Data shown below:

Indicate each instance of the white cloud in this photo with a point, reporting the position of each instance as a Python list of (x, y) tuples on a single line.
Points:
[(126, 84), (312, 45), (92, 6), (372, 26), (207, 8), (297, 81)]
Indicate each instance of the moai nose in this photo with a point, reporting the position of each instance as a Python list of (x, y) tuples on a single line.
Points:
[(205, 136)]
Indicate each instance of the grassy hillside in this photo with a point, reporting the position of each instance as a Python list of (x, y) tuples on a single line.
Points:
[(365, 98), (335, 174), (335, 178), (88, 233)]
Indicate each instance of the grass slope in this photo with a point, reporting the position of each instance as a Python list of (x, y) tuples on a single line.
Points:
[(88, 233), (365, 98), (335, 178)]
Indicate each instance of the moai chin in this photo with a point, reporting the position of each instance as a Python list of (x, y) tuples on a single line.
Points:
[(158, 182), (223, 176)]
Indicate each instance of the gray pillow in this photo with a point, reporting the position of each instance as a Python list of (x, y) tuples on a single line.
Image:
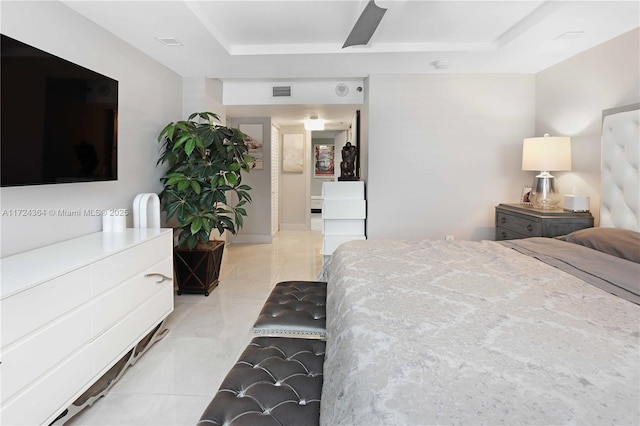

End of Data shown.

In the entries above, identify every line with the string "Indicate".

● **Result below**:
Indicate each instance of the white cloud in this photo with a point, reporting the position of each instance as a Python list of (x, y) tuples on a single line.
Indicate each instance of the moai nose in this photo with a point, reporting the position of each instance as a Python list of (x, y) tuples on a single line.
Indicate each instance of the grassy hillside in this photo with a point, reporting the position of each instance as a Python list of (x, y) tuples on a single line.
Indicate each instance of the grass slope in this photo with a point, reporting the position of each instance as a Python list of (x, y) tuples on a single line.
Indicate each instance of the moai chin in this photo with a point, reporting the position of each instance as a Python list of (x, y) tuples on a single line.
Indicate each instance of the gray pillow in this photo with a point, reporting the position of each instance as a Python list of (x, y) tuples on a single line.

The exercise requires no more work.